[Given data Boundary: Start]
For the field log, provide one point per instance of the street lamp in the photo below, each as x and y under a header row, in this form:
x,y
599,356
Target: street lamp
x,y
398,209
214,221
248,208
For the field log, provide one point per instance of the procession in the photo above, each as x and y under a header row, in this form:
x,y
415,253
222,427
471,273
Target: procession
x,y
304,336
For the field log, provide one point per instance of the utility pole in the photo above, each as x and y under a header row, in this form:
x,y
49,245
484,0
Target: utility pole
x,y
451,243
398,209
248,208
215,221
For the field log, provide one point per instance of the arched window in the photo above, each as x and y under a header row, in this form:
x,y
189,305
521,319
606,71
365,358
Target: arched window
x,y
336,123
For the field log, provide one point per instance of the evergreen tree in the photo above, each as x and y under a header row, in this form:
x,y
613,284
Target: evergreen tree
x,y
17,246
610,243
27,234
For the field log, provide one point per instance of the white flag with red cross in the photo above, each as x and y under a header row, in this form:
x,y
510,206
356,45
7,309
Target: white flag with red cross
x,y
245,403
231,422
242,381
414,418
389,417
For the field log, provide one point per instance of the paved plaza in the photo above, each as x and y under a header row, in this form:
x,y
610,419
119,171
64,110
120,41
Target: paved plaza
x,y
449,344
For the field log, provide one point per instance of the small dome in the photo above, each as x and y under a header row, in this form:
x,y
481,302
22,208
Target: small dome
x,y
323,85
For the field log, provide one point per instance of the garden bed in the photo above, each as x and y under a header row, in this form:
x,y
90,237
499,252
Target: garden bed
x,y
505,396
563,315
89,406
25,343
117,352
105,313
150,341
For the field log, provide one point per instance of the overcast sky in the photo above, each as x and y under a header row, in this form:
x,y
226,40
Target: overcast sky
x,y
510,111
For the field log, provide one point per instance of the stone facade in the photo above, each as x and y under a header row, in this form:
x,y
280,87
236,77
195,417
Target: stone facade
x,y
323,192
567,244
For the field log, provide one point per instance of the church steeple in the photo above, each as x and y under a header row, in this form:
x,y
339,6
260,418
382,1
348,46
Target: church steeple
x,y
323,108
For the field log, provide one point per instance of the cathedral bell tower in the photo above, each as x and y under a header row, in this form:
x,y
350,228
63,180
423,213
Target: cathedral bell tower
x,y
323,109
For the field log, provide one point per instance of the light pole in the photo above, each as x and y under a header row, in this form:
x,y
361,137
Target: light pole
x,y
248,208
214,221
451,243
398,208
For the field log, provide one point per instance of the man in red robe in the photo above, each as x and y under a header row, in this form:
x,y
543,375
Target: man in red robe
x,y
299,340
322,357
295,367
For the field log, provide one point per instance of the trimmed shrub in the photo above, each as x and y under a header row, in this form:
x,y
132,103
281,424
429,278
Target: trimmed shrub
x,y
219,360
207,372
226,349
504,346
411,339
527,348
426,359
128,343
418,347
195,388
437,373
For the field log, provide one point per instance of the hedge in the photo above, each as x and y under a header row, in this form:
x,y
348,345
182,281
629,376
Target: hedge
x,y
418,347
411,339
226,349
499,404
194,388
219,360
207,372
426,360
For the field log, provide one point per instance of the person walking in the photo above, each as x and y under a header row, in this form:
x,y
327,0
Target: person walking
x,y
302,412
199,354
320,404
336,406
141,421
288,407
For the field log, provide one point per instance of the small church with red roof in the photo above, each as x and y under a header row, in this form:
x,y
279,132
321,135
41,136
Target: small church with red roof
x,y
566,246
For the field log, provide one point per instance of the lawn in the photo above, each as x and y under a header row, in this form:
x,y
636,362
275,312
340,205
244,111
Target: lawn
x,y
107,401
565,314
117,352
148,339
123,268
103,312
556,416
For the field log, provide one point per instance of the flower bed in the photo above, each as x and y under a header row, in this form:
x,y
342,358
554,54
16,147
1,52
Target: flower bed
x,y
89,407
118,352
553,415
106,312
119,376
[Given data Boundary: End]
**What you should do**
Exact repetition of every record is required.

**Response below**
For the field log, provide one point per instance of the street lamp in the photo below, each as x and y under a header row, in this form:
x,y
599,356
Target: street lamp
x,y
398,209
214,221
248,208
For the field log, provide one point per instance of the procession in the photo above, each as x and y under a header row, in this form:
x,y
415,253
222,427
471,273
Target: procession
x,y
304,336
For the field log, provide one point per instance of the utility pole in the photo above, each as x and y under a header row, in this form:
x,y
49,245
484,0
Target: utility pole
x,y
451,243
398,209
248,208
215,221
For the field log, provide one point per instance of the arched window in the photo above, each as x and y under a header row, in this form:
x,y
189,305
521,319
606,71
365,358
Target: arched window
x,y
336,123
For the field log, provide one point per instance of the evergreen tree in the photo above, each as x and y under a header row, in this form:
x,y
613,284
Target: evergreen tree
x,y
17,246
610,243
27,234
For the field log, provide one point per instance of the white flag with red cross in the photo above, each as x and y under a header row, in this form:
x,y
510,206
356,45
7,309
Target: white flag with red cross
x,y
245,403
231,422
242,381
414,418
389,417
For the field log, provide one point per instance of the paved plaza in the photo above, each as x and y under a header row, in this form:
x,y
610,419
119,171
64,110
120,41
Target: paved plaza
x,y
449,344
For the field log, provide one point per instance of the small dome in the photo above, each as x and y under a header row, in this form:
x,y
481,302
22,208
Target: small dome
x,y
323,85
For the field log, provide one point per instance of the garden bed in the photo above, each as x and y under a header row, in this form:
x,y
90,237
499,252
Target: garden bed
x,y
505,396
563,315
89,406
25,343
117,352
105,313
150,341
For the field log, provide one point per instance of the overcast sky in the photo above, each as x and y under a header row, in this form:
x,y
226,40
Target: overcast sky
x,y
510,111
For the field log, provide one point per instance of the stone facade in the photo above, each as x and y under a header row, in this form:
x,y
280,87
236,77
195,417
Target: stone facade
x,y
323,192
567,244
For the field log, provide one point per instance of the church steeple in the photo above, each as x and y under a header row, in this form:
x,y
339,6
260,418
382,1
348,46
Target: church steeple
x,y
323,108
For the field log, provide one point per instance of the cathedral bell tower in the photo above, each as x and y under a header row, in this form:
x,y
350,228
63,180
423,213
Target: cathedral bell tower
x,y
323,109
For the field log, provide one point per instance of the light pole in the photo above, each as x and y under a header row, in this form:
x,y
361,137
Target: light pole
x,y
248,208
214,221
451,243
398,208
For the field log, provide one point per instance of the man in red robe in the photo above, each as x and y under a header row, in this form:
x,y
543,375
Target: man in red robe
x,y
299,340
322,357
295,367
For the field log, provide one point per instance of the trimmed shrub in the photo above, each as x and y under a header row, in this form:
x,y
132,103
281,424
429,278
Target: trimmed shrub
x,y
219,360
207,372
226,349
504,346
411,339
527,348
426,359
128,343
418,347
195,388
437,373
For the field log, provide one point per instance of the hedge in the photo above, each as x and y under a header row, in this form:
x,y
348,345
182,281
629,376
Target: hedge
x,y
418,347
411,339
226,349
499,404
194,388
219,360
207,372
426,360
For the field log, provide one point per instance of the person walking in the photo above, each as x and y under a header row, in this form:
x,y
327,0
Target: person walking
x,y
302,412
199,354
320,404
336,406
141,421
288,407
For the field log, provide one point per instance of the small church with red roof in the photo above, each as x and y under a header row, in this form:
x,y
279,132
321,135
41,136
Target: small church with red roof
x,y
566,246
For the field log, provide one point per instance of the lawn in the photo above, each as x and y under a header row, in this form:
x,y
636,362
275,312
340,205
244,111
Target: lawn
x,y
107,401
565,314
117,352
148,339
123,268
103,312
556,416
For the field log, provide one point per instance of the flower bed in the photo above, each as x and y under a header row, in this form:
x,y
342,358
554,54
16,147
1,52
Target: flower bed
x,y
89,407
118,352
553,415
106,312
119,376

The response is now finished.